**Exercise description**
Nothing but the line with "the blazer sleeve" and the lines after it, through the end of the records below, is to be repeated, exactly as it is.

Begin Information supplied

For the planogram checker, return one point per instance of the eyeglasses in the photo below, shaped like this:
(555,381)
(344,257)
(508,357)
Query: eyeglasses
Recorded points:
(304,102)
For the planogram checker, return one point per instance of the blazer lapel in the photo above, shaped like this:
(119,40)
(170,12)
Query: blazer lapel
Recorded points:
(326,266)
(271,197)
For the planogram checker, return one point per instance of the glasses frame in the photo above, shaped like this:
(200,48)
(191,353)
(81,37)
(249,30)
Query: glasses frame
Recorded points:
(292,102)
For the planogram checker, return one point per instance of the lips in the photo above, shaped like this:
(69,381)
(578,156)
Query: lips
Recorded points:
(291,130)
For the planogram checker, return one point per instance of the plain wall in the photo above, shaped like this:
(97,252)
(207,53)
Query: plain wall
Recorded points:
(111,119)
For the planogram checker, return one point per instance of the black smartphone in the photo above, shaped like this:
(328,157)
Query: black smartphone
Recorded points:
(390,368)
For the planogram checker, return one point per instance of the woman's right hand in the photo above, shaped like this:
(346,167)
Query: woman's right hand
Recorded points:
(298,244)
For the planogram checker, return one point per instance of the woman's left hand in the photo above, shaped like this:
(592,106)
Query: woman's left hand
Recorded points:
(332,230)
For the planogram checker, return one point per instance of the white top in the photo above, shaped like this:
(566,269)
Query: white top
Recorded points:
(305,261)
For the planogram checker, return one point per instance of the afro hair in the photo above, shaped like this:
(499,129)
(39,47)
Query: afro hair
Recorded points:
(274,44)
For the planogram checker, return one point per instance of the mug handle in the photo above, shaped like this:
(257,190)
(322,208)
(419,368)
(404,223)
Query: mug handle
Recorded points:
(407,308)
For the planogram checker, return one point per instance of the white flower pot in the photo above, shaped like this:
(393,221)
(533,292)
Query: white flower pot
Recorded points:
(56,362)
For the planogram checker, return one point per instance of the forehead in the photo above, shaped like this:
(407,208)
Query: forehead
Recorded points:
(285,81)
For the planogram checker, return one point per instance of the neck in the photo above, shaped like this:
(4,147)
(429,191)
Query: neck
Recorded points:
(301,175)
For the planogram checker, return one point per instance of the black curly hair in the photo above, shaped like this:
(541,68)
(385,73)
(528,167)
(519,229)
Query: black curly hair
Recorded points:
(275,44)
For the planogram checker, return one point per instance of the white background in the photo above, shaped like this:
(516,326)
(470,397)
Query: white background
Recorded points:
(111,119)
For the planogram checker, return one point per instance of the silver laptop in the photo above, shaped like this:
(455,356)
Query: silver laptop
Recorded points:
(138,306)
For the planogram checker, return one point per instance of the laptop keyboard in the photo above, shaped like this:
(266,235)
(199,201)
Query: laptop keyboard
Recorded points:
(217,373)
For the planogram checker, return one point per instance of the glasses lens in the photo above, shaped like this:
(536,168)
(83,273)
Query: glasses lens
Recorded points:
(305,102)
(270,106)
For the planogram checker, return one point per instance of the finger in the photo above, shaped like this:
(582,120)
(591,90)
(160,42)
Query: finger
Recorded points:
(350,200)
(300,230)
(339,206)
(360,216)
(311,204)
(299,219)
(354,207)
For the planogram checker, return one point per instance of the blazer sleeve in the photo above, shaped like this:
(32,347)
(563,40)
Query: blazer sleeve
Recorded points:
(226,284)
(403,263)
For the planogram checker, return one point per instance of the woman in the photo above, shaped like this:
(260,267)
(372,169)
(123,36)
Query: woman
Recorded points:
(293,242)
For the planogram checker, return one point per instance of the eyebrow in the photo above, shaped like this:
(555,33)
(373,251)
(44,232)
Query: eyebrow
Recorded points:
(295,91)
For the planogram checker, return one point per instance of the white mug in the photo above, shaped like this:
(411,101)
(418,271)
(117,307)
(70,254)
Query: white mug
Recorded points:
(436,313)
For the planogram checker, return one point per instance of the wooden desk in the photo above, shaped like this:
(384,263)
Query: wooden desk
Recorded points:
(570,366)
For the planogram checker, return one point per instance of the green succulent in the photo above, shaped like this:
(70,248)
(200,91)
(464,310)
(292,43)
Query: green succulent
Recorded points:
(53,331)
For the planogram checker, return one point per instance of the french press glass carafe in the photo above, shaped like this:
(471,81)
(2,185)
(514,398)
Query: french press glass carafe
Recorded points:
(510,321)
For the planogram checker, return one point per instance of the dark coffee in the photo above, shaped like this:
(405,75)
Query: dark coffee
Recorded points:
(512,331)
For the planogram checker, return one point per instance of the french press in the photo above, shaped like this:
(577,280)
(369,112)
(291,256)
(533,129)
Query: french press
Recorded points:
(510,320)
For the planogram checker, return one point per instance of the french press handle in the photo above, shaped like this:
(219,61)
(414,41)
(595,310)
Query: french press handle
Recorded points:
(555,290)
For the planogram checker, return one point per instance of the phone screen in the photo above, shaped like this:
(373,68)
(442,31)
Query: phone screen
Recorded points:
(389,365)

End Information supplied

**Written response**
For the planogram checker, return one point per instance of the blazer sleeve in the photo above, shaped like this:
(32,347)
(563,40)
Query: blazer sleeve
Recorded points:
(226,284)
(403,263)
For the planogram checker, return one point per instance of the woman in the photo above, shaped like this:
(260,267)
(372,169)
(123,36)
Query: woman
Recorded points:
(293,242)
For the planogram checker, return one point per instance of the eyebrow in the photo above, shaped like this:
(555,33)
(373,251)
(44,232)
Query: eyebrow
Recorded points:
(295,91)
For the planogram checker, return one point per instance of the white mug in the photo above, shaped like this:
(411,101)
(418,271)
(117,307)
(70,254)
Query: white mug
Recorded points:
(436,313)
For the planogram checker, return one point per instance of the wooden desk in the photo above, shaped like this:
(384,263)
Query: wooden desk
Recorded points:
(570,366)
For the planogram checker, return one point per instance of the green succulent in the photo above, shaped like this:
(70,248)
(200,91)
(464,310)
(292,43)
Query: green succulent
Recorded points:
(53,331)
For the planogram checker, return one point per instance of the french press glass carafe in the photo above, shaped like this:
(471,81)
(2,185)
(514,398)
Query: french press glass carafe
Recorded points:
(510,321)
For the planogram checker, return one point per instance of the dark coffee in the photo above, shaped like this:
(405,75)
Query: dark coffee
Recorded points:
(512,331)
For the planogram checker, return one point per instance of the french press in the photo above, shaped like this:
(577,280)
(369,112)
(291,256)
(533,129)
Query: french press
Recorded points:
(510,320)
For the planogram checker, return one point per instance of the french press handle in the photo above, shaped like this:
(219,61)
(414,41)
(595,310)
Query: french press handle
Recorded points:
(555,290)
For the planogram checker, return one point per instance of the phone screen in the photo above, shaped like this:
(373,68)
(442,31)
Query: phone screen
Recorded points:
(389,365)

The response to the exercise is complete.